Entries from an annotation dataset —

# # # # #

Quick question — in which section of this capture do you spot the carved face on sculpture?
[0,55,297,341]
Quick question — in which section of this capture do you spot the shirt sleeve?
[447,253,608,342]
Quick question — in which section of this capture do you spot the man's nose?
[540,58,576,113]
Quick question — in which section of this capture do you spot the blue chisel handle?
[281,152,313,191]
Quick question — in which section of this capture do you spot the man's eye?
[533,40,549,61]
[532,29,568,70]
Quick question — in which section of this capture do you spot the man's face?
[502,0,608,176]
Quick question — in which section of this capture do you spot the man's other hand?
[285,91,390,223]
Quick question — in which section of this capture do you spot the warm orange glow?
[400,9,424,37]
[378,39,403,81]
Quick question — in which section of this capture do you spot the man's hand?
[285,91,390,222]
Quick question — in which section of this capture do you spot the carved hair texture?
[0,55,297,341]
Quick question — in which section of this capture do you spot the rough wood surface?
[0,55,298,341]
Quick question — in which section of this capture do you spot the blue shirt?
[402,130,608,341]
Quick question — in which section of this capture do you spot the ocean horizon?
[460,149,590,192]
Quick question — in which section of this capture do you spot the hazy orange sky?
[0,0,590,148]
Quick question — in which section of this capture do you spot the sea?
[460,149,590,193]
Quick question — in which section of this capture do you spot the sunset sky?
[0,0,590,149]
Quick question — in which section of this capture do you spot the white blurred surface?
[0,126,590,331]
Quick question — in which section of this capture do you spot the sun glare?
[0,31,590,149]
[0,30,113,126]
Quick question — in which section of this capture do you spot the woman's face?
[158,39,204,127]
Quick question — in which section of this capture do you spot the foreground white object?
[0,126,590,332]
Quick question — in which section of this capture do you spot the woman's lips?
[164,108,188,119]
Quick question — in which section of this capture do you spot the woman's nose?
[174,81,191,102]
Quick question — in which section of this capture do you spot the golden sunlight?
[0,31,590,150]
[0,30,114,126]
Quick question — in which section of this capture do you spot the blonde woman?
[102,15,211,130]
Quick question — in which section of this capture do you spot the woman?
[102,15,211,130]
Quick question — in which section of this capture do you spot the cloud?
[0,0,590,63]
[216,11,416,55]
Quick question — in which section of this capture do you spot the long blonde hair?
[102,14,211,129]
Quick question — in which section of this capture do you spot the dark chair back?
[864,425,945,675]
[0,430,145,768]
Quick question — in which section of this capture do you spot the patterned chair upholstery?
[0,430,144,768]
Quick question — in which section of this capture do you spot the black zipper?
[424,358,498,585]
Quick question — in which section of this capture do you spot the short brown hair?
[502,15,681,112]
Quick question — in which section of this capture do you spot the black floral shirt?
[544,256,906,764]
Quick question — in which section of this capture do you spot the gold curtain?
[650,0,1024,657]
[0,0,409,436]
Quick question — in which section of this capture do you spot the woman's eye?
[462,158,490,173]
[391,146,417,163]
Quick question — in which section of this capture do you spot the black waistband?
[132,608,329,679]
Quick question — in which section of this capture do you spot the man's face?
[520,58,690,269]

# # # # #

THE REQUEST —
Copy out every row above word for word, without changing anything.

THE REPLY —
Quick question — in which section of this capture do you spot the carved face on sculpture?
[0,55,297,341]
Quick question — in which section of this capture do you spot the shirt sleeve?
[447,253,608,342]
Quick question — in which section of this capture do you spot the man's nose?
[540,58,576,113]
Quick question — in which section of this capture do you spot the blue chisel handle?
[281,152,313,191]
Quick question — in which section of this capture do you spot the man's eye?
[533,40,549,61]
[532,29,568,70]
Quick question — in which section of this capture do you spot the man's face?
[502,0,608,176]
Quick question — in which section of this capture do you spot the man's other hand?
[285,91,390,223]
Quick question — in which section of this capture do you spot the warm orange glow?
[400,9,424,37]
[378,39,403,81]
Quick question — in which section of this capture do you spot the man's hand?
[285,91,390,222]
Quick question — in which section of this capture do you spot the carved hair texture?
[0,55,297,341]
Quick question — in which section of this capture do you spot the rough wood surface?
[0,55,298,341]
Quick question — in which section of this capture do you spot the blue shirt?
[402,130,608,341]
Quick question — in which section of this capture do you spot the ocean horizon?
[460,149,590,192]
Quick question — in which section of this capture do you spot the hazy orange sky?
[0,0,590,148]
Quick question — in which section of this capture do you spot the sea?
[460,149,590,193]
Quick question — in which section of this capture do you spot the sunset sky?
[0,0,590,149]
Quick question — in which section of this capture do you spot the white blurred surface?
[0,126,590,331]
Quick question — in which section of this capture do you spot the sun glare?
[0,31,590,149]
[0,30,113,126]
Quick question — in which section of this capture do you spot the woman's face?
[158,39,204,127]
Quick question — in which section of this capture do you spot the foreground white object?
[0,126,590,332]
Quick question — in which section of this capture do you spot the woman's lips?
[164,108,188,119]
Quick question — in which section of this capture do you spot the woman's nose?
[174,81,191,102]
Quick question — in which section of this capture do you spot the golden sunlight?
[0,31,590,150]
[0,30,114,126]
Quick question — in which section of this capture do you spot the blonde woman?
[102,15,211,130]
Quick question — in which section of this capture do you spot the woman?
[102,15,211,130]
Quick question — in which section of this capture do you spot the cloud?
[0,0,590,63]
[216,11,416,55]
Quick question — in which section of this capture do you spot the long blonde hair?
[102,14,211,129]
Quick question — in which section of this capture do you spot the dark chair back?
[864,425,945,675]
[0,430,145,768]
Quick question — in which section of this capture do you spot the patterned chair upholstery?
[0,430,144,768]
Quick question — in which section of this capture do you spot the black zipper?
[424,358,498,585]
Quick question — in which section of this capture do you spot the short brown hair?
[502,15,681,112]
Quick question — in which section of this capture do you spot the black floral shirt?
[544,256,906,764]
Quick question — in which section of this capture do you spot the gold curtain?
[650,0,1024,657]
[0,0,409,436]
Quick question — in which section of this capture do you spot the woman's eye?
[462,158,490,173]
[391,146,417,163]
Quick question — in which section of this capture do you spot the black waistband?
[132,608,329,679]
Quick question — in which section of this capture do you spot the man's face?
[520,58,690,269]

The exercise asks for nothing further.